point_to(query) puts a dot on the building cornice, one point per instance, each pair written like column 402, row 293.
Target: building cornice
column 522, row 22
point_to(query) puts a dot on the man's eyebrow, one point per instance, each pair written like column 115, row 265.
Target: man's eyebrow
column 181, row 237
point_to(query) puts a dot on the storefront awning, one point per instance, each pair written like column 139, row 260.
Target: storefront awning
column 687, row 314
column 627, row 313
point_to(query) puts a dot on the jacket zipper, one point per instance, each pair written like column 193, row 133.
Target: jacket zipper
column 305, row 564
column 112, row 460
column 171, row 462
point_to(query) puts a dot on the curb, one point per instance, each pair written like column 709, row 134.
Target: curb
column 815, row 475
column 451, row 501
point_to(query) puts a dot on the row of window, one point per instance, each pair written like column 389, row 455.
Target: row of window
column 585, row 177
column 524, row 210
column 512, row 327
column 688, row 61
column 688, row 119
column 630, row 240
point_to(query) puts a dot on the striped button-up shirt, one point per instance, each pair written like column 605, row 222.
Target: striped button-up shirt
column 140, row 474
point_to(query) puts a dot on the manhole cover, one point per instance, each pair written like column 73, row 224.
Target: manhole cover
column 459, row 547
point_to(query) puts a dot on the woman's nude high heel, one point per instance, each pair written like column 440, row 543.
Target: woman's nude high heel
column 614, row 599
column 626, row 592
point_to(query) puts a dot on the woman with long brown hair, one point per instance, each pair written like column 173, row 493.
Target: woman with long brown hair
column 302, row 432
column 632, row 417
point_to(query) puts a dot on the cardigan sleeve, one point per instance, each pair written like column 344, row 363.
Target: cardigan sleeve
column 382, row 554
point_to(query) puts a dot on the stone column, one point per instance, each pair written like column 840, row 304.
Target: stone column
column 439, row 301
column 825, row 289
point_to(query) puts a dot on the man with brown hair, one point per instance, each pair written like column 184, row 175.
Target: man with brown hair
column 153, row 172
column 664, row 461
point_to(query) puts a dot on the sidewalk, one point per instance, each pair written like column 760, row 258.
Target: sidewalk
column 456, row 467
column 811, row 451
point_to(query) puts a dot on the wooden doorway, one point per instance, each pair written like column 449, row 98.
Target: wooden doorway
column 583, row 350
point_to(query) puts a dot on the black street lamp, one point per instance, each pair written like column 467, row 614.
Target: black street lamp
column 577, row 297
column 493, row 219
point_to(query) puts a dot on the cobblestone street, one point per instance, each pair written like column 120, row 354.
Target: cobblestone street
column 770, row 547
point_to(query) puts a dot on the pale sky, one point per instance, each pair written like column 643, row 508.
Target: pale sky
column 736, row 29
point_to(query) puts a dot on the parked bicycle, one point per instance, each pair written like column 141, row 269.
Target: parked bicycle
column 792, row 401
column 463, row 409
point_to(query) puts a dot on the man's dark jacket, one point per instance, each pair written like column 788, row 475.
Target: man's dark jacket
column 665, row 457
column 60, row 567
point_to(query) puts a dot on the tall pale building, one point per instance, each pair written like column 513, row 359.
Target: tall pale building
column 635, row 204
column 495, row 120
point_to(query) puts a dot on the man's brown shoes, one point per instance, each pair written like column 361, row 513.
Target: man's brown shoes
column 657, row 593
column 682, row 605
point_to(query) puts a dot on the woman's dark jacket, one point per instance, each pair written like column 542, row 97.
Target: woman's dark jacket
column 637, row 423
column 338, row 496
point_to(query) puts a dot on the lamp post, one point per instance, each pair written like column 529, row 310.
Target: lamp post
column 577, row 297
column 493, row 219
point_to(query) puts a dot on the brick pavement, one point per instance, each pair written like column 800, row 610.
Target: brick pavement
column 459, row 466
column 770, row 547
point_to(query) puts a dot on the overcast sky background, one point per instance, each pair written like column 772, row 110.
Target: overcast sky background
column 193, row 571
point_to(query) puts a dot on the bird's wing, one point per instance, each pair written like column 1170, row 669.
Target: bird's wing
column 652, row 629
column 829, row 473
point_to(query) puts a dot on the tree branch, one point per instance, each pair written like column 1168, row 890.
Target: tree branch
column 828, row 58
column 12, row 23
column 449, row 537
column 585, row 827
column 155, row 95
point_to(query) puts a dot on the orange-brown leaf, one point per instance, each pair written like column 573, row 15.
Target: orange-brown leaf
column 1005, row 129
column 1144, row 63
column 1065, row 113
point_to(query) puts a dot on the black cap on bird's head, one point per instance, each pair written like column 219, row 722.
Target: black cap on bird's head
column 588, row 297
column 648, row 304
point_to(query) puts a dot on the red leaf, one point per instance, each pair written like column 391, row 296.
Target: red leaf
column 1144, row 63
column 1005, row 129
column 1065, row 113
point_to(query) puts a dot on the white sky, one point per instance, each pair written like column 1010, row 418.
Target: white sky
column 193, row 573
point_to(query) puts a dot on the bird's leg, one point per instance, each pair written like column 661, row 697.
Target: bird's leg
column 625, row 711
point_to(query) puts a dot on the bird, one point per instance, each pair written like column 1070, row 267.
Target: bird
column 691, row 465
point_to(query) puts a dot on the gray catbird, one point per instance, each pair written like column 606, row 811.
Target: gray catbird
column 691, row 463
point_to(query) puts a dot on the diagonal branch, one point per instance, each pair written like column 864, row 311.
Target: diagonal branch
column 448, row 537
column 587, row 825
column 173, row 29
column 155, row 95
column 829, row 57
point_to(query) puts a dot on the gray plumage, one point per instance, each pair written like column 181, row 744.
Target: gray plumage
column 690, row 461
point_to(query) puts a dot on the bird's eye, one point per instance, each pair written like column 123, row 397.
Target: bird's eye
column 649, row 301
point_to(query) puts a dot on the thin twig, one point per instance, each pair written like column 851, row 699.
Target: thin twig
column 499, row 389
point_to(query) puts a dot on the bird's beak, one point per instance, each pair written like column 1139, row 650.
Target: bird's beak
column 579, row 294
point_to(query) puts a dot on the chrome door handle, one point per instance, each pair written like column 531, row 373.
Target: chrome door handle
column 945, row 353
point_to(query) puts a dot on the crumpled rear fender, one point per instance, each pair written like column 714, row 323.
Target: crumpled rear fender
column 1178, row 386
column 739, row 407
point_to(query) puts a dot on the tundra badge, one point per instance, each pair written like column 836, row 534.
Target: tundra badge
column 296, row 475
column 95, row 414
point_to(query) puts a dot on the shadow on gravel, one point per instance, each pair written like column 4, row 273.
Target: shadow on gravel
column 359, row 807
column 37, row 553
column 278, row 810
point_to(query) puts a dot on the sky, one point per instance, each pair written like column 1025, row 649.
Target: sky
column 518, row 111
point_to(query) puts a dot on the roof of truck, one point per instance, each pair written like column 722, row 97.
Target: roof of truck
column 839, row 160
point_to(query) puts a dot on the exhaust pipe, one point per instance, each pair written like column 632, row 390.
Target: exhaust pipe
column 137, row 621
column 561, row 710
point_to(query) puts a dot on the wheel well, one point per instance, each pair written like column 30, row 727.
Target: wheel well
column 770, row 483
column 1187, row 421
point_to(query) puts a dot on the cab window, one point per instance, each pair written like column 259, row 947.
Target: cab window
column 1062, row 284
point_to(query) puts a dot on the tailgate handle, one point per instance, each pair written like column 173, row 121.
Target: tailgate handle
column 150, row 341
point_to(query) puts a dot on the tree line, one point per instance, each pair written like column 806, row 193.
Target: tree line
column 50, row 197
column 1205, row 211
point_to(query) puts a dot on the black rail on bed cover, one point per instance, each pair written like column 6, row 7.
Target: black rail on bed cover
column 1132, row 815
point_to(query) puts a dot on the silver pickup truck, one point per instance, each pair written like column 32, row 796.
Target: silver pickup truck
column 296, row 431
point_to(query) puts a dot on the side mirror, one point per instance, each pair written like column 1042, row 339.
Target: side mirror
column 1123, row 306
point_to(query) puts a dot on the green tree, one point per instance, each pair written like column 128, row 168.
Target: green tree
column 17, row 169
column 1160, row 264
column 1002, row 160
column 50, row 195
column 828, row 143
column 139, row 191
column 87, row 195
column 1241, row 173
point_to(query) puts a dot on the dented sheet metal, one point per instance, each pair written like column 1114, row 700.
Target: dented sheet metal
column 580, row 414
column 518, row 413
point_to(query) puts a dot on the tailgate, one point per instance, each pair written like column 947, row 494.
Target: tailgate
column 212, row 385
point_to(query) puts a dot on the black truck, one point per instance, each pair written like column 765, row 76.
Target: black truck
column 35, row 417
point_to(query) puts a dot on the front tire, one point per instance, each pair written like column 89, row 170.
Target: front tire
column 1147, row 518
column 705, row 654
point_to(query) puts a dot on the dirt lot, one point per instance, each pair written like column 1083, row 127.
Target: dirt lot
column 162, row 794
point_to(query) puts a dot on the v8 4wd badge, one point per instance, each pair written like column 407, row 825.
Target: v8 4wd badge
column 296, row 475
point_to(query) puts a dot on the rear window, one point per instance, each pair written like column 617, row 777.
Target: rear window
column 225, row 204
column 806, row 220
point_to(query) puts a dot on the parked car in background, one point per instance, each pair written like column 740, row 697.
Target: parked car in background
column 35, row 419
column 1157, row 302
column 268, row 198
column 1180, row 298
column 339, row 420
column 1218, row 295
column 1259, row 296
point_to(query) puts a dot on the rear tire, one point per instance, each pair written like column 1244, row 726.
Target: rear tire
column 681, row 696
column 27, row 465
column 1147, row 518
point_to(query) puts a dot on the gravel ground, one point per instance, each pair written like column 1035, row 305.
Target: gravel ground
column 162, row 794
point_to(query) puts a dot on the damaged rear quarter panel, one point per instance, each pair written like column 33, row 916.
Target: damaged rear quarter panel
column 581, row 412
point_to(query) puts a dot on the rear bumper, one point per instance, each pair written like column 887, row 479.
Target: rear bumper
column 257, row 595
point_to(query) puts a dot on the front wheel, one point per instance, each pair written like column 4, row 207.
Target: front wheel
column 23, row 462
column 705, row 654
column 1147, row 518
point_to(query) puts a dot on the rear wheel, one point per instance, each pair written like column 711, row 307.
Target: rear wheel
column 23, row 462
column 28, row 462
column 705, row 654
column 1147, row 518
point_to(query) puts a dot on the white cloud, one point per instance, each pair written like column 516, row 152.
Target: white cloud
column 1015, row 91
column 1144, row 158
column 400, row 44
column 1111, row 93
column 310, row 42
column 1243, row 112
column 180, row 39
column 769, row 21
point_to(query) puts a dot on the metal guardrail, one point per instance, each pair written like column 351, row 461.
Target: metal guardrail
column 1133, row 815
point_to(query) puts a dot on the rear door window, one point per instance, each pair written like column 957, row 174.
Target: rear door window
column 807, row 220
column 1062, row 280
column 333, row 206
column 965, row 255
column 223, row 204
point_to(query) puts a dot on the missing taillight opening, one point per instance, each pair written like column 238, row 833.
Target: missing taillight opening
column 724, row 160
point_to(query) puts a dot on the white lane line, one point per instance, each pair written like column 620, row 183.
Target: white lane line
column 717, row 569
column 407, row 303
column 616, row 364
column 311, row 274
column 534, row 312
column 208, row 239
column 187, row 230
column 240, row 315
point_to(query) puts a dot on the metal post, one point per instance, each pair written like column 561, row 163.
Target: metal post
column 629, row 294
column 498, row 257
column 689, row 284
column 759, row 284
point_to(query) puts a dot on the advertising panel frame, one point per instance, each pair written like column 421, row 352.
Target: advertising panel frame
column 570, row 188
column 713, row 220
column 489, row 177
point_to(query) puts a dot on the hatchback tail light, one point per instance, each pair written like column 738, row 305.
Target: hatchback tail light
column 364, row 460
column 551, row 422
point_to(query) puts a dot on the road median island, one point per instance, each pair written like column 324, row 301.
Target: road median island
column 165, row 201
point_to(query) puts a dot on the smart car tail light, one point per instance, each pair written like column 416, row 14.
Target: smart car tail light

*PROBLEM DESCRIPTION*. Convert everything from the line containing "point_to(query) puts a dot on the metal post, one" down to the end of the material into a JSON list of strings, one string per line, with blank lines omitted and both ends included.

*EXERCISE ANSWER*.
[
  "point_to(query) puts a dot on the metal post, one point per instance, each pair written like column 561, row 163.",
  "Target: metal post",
  "column 629, row 294",
  "column 498, row 257",
  "column 689, row 284",
  "column 759, row 284",
  "point_to(query) puts a dot on the advertising panel frame, one point per instance, each pair written like column 421, row 352.",
  "Target: advertising panel frame",
  "column 570, row 188",
  "column 713, row 220",
  "column 489, row 177",
  "point_to(query) puts a dot on the hatchback tail light, one point per instance, each pair written like column 738, row 305.",
  "Target: hatchback tail light",
  "column 364, row 460",
  "column 551, row 422",
  "point_to(query) puts a dot on the road median island, one point per instance, each pair written like column 324, row 301.",
  "Target: road median island",
  "column 165, row 201",
  "point_to(query) puts a dot on the smart car tail light, one point per instance, each pair written like column 416, row 14.",
  "Target: smart car tail light"
]